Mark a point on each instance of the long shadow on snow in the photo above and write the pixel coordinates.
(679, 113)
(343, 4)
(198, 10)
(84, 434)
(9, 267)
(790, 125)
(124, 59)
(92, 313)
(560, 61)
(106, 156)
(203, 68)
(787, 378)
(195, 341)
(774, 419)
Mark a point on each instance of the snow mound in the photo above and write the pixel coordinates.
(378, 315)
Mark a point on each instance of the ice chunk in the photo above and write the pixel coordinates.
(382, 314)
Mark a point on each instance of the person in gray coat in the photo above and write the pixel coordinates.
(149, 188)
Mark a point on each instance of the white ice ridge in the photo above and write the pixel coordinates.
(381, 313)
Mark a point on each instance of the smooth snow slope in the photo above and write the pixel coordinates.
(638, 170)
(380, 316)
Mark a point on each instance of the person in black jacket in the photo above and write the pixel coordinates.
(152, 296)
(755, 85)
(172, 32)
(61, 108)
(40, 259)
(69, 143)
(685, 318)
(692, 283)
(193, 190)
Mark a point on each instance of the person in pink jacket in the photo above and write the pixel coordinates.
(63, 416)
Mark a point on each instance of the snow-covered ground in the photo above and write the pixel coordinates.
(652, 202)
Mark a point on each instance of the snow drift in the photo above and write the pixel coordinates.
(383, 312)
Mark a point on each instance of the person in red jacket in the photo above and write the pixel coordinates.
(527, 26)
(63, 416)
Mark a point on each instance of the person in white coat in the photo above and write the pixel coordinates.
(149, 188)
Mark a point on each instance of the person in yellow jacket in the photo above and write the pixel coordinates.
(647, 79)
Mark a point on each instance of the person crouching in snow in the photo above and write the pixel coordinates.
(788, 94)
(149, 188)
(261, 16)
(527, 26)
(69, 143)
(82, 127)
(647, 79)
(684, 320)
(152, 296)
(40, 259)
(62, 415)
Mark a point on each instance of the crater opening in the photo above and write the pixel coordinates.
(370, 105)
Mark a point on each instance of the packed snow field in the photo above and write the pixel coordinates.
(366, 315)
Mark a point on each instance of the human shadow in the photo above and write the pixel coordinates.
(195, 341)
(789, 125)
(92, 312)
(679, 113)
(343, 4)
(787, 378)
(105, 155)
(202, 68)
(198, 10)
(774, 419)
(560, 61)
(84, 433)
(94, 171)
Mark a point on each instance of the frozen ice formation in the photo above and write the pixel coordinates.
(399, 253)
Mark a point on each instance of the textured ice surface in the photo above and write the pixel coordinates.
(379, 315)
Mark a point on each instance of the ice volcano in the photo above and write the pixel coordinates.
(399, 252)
####
### What needs to be done
Copy all of the material above, putting "figure" wherever "person" appears and leaving everything else unchanged.

### Response below
Mark a point on each instance of the long shadow on snow in the photo above and write the pixel coordinates.
(679, 113)
(343, 4)
(198, 10)
(84, 434)
(9, 267)
(790, 125)
(124, 59)
(92, 313)
(560, 61)
(106, 156)
(203, 68)
(787, 378)
(195, 341)
(774, 419)
Mark a point on each instance of the snow mound in the photo above and write the pixel coordinates.
(378, 315)
Mark a point on each instance of the ice chunk in the photo above and write the pixel coordinates.
(382, 314)
Mark a point on each instance of the figure in gray coat in the photo above and write the pixel coordinates.
(149, 188)
Mark a point on each instance of the white ice ridge in the photo above and write the pixel coordinates.
(381, 313)
Mark a point on each instance of the smooth snow slope in the photo above and write the pixel coordinates.
(638, 170)
(380, 316)
Mark a point on each instance of the figure in black jacket in the photo above and write the pixel coordinates.
(152, 296)
(755, 85)
(172, 32)
(61, 108)
(40, 259)
(69, 143)
(685, 318)
(692, 283)
(193, 190)
Mark a point on each instance of the figure in pink jacket in the photo above and write the pixel coordinates.
(63, 416)
Mark a point on each instance of the snow-covered ground in the photo above and write the pixel coordinates.
(652, 202)
Mark a point on each instance of the snow drift in the photo above and write the pixel coordinates.
(383, 312)
Mark a point on each instance of the figure in red jacket in the photo above and write the pixel coordinates.
(527, 26)
(63, 416)
Mark a point on each instance of the figure in white coat in the photo above and write the pixel coordinates.
(149, 188)
Mark a point on each instance of the figure in yellow jacket in the photo above and write the pixel coordinates.
(647, 79)
Mark a point on each instance of the figure crouching in snow in the photo above and write the pixel coordinates.
(788, 94)
(149, 188)
(261, 16)
(527, 26)
(69, 143)
(82, 127)
(647, 79)
(684, 320)
(152, 296)
(40, 259)
(62, 415)
Mark a point on each instance of the crater opening in the photo above and write the pixel coordinates.
(370, 105)
Mark a point on each instance of the packed snow field in the photo above and write the pixel coordinates.
(366, 315)
Mark a point on each instance of the human shadow in the photo above and write the pixel coordinates.
(195, 341)
(789, 125)
(92, 312)
(679, 113)
(343, 4)
(787, 378)
(105, 155)
(202, 68)
(198, 10)
(774, 419)
(560, 61)
(84, 433)
(94, 171)
Mark a point on each instance of the frozen ice formation in the photo above and write the pixel coordinates.
(399, 253)
Mark a point on each instance of the textured ice surface in the photo above and write the pixel coordinates.
(379, 315)
Mark a point on each instance of the ice volcano in the photo above and write the pixel coordinates.
(399, 252)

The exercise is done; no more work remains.